■ What you will do:
1) Summarize the fear-conditioning abstract in two sentences.
2) List every brain region that the fear-conditioning abstract reports as showing higher Mn-uptake in fear-conditioned animals.
3) Translate this sentence from the fear-conditioning abstract into Spanish: "Fear conditioning is a widely used procedure to study the neural basis of learning and memory."

■ Selected text:
>>
Iris Yuwen Zhou1,2, Abby Y. Ding1,2, Qi Li3,4, Frank Yik Hin Lee1,2, Shujuan J. Fan1,2, Kevin Chuen Wing Chan1,2, Grainne M. McAlonan3,4, Ed Xuekui Wu1,2
1Laboratory of Biomedical Imaging & Signal Processing, the University of Hong Kong, Hong Kong SAR, China, People's Republic of; 2Department of Electrical & Electronic Engineering, the University of Hong Kong, Hong Kong SAR, China, People's Republic of; 3Department of Psychiatry, the University of Hong Kong; 4Centre for Reproduction Growth & Development, the University of Hong Kong
Fear conditioning is a widely used procedure to study the neural basis of learning and memory. To study the neurocircuits behind this paradigm, in vivo MEMRI was employed to investigate the neural response after subjection to fear-conditioning in mice. Compared to controls, fear-conditioned animals exhibited higher Mn-uptake in amygdala, hippocampus, paraventricular nucleus of hypothalamus and cingulate cortex, which are all highly-involved in the process of fear. The results provide insights to neurocircuits involved in fear-conditioning and consolidate the capability of MEMRI as an in vivo probe for mapping neural activity.
<<
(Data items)
>>
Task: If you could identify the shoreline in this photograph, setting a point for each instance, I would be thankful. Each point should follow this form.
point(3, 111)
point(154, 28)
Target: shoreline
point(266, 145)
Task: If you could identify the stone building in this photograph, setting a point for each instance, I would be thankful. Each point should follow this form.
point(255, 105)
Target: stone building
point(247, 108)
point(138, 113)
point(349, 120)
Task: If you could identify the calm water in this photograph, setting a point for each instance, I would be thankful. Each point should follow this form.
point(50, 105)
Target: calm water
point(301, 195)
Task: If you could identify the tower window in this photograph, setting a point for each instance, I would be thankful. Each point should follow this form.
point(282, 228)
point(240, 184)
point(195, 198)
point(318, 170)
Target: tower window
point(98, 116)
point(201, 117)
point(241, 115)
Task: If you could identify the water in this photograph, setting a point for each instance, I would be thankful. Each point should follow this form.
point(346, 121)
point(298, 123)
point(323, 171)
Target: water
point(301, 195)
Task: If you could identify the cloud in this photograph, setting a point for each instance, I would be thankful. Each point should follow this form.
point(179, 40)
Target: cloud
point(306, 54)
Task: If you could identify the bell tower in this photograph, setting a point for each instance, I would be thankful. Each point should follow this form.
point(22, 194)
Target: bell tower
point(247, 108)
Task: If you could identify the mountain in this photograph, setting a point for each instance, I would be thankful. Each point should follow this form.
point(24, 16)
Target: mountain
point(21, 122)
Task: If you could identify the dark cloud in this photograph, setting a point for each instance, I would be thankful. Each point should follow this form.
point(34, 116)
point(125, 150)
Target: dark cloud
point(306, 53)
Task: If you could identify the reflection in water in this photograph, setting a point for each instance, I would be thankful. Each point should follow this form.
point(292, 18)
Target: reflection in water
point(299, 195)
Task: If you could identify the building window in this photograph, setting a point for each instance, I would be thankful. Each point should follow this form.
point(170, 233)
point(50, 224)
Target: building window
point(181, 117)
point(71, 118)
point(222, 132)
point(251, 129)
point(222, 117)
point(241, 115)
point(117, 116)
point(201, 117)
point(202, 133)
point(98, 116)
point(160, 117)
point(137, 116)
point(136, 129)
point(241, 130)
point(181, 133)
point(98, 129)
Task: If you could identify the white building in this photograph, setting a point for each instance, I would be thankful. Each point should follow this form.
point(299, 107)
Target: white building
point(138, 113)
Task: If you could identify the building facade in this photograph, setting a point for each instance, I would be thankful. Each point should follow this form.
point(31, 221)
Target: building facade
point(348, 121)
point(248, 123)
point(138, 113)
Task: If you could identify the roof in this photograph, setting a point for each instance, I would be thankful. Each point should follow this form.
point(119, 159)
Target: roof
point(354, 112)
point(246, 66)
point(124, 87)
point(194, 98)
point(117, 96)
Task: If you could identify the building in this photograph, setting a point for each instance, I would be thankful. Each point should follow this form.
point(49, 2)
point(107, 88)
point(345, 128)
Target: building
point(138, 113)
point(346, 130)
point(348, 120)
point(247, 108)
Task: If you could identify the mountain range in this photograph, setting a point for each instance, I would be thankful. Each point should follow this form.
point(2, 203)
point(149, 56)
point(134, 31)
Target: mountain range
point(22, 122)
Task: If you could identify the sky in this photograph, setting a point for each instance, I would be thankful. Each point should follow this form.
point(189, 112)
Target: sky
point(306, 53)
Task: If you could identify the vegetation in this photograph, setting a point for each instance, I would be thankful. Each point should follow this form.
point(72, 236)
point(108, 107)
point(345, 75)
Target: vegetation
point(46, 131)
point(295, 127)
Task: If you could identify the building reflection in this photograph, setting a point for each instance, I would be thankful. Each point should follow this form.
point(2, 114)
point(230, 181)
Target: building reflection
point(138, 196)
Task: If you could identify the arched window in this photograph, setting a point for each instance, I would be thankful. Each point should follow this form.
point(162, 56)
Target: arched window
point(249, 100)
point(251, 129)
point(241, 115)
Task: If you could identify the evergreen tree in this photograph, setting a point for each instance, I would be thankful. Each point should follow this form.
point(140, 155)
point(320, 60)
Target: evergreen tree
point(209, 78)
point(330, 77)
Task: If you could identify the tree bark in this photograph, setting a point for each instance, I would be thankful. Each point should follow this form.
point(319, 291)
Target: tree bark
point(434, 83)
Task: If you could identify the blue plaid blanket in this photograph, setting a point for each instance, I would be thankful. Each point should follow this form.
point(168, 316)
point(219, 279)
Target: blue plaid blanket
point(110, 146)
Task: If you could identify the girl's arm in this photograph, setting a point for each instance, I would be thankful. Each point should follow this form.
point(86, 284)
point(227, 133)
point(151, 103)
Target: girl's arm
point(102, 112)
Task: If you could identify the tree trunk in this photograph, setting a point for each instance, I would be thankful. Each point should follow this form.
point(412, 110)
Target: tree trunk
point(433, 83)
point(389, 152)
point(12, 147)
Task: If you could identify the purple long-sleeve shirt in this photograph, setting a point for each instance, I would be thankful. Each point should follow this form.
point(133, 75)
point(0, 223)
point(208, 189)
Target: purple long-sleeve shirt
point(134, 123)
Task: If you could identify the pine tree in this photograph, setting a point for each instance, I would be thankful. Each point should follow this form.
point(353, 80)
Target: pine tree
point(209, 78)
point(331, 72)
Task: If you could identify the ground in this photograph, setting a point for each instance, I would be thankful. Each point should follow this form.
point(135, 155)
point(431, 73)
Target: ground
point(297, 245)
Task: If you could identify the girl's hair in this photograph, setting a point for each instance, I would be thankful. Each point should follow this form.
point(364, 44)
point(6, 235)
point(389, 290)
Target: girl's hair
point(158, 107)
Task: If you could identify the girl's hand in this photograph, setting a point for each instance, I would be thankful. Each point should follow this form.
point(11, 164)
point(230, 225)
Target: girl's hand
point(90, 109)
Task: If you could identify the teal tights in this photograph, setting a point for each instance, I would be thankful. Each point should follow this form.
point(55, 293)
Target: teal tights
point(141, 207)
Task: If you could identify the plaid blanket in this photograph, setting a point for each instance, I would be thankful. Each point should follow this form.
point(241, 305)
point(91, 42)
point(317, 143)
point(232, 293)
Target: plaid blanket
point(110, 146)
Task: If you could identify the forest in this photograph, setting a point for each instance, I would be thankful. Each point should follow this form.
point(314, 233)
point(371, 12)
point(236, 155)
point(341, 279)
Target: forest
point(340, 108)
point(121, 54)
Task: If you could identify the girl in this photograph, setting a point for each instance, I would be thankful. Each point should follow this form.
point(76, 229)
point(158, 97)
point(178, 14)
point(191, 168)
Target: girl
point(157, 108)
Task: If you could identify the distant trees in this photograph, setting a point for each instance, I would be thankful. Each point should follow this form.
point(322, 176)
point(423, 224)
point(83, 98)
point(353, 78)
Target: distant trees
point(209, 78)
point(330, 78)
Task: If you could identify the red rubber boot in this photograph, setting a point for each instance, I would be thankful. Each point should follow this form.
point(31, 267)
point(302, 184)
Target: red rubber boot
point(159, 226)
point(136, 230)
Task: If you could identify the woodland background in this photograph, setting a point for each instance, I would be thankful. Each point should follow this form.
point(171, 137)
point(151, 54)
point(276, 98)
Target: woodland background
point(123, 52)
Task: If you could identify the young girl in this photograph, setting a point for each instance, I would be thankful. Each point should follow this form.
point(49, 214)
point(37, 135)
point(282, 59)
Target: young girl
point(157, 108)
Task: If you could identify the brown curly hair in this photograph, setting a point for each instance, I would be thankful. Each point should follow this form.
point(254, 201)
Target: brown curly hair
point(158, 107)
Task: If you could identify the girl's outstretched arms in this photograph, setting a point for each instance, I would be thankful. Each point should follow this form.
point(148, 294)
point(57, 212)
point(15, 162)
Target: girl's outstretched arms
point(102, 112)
<<
>>
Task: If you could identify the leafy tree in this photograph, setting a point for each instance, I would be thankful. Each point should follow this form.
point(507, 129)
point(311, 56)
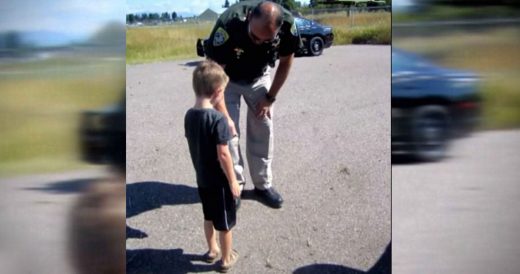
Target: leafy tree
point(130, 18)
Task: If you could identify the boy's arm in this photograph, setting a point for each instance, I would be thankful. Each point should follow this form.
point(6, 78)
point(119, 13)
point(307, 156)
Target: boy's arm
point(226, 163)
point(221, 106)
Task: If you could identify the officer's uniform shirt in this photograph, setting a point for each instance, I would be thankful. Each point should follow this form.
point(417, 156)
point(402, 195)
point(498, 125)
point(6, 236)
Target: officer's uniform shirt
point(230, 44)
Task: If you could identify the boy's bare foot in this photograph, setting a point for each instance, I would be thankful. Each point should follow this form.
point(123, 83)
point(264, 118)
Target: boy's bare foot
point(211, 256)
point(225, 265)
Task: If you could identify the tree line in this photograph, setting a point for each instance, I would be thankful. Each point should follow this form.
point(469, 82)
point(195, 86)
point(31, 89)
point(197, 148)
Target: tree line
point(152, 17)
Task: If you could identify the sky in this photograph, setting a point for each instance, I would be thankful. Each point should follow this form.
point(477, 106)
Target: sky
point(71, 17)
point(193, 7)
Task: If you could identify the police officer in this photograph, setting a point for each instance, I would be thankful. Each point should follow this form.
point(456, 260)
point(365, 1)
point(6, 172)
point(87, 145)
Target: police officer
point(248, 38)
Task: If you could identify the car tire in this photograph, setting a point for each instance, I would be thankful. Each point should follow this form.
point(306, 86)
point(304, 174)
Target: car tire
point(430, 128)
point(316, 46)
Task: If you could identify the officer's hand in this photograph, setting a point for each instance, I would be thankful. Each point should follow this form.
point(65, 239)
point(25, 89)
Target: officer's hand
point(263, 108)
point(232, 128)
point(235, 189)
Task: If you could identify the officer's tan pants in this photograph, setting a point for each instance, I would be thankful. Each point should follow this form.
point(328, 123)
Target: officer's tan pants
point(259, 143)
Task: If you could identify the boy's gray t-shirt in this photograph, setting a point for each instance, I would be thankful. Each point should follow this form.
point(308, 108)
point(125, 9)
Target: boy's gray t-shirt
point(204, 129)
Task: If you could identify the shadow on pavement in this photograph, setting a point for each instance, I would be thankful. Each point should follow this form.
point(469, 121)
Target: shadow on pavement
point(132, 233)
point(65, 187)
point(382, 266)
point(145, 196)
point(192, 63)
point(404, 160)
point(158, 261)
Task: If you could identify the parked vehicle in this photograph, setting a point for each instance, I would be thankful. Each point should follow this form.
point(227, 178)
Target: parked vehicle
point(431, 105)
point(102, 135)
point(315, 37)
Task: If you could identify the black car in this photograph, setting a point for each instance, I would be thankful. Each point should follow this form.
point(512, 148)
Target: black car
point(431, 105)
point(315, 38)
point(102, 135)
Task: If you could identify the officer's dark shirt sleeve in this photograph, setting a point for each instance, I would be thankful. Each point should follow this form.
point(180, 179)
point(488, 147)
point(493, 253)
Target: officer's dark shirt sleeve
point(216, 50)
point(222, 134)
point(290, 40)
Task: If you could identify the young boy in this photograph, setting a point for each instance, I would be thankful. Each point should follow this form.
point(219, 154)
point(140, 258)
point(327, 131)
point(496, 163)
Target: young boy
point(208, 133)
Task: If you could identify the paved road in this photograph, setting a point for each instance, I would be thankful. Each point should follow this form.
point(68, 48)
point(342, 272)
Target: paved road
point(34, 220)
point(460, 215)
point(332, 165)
<<
>>
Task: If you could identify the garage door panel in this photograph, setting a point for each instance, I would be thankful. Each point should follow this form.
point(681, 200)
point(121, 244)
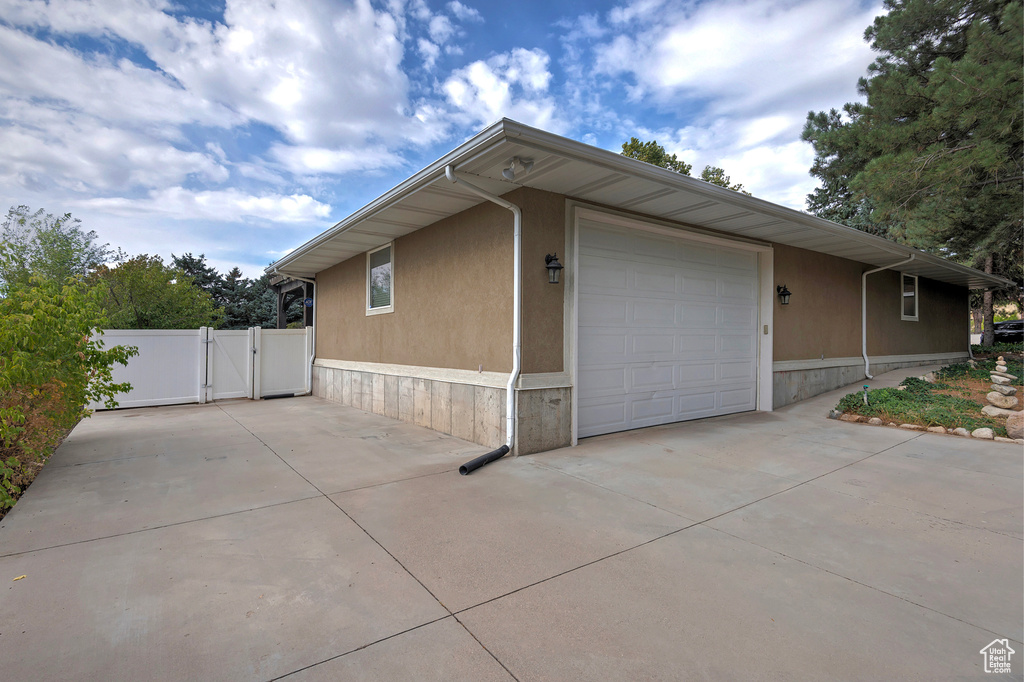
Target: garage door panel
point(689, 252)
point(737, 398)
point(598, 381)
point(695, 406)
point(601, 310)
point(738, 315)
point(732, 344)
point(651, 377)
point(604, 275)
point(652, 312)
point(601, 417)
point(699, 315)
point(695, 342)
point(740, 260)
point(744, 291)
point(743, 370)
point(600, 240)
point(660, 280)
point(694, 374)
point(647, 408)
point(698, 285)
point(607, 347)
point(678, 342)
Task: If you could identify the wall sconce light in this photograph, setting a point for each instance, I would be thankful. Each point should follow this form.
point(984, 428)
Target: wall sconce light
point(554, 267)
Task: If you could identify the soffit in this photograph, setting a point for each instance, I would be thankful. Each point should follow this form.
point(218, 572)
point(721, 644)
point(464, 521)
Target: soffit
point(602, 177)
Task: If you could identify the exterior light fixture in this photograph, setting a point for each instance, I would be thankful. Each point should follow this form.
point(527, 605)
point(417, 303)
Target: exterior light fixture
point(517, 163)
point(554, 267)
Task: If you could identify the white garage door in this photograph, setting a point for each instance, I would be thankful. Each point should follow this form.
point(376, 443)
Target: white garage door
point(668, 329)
<<
■ Responses to the tasks:
1) In vivo MEMRI was used to study the neural response of mice after fear conditioning, a common procedure for studying the neural basis of learning and memory. Compared with controls, fear-conditioned mice showed higher Mn-uptake in the amygdala, hippocampus, paraventricular nucleus of hypothalamus and cingulate cortex, which offers insight into fear-conditioning neurocircuits and supports MEMRI as an in vivo probe for mapping neural activity.

2)
- amygdala
- hippocampus
- paraventricular nucleus of hypothalamus
- cingulate cortex

3) El condicionamiento del miedo es un procedimiento ampliamente utilizado para estudiar la base neural del aprendizaje y la memoria.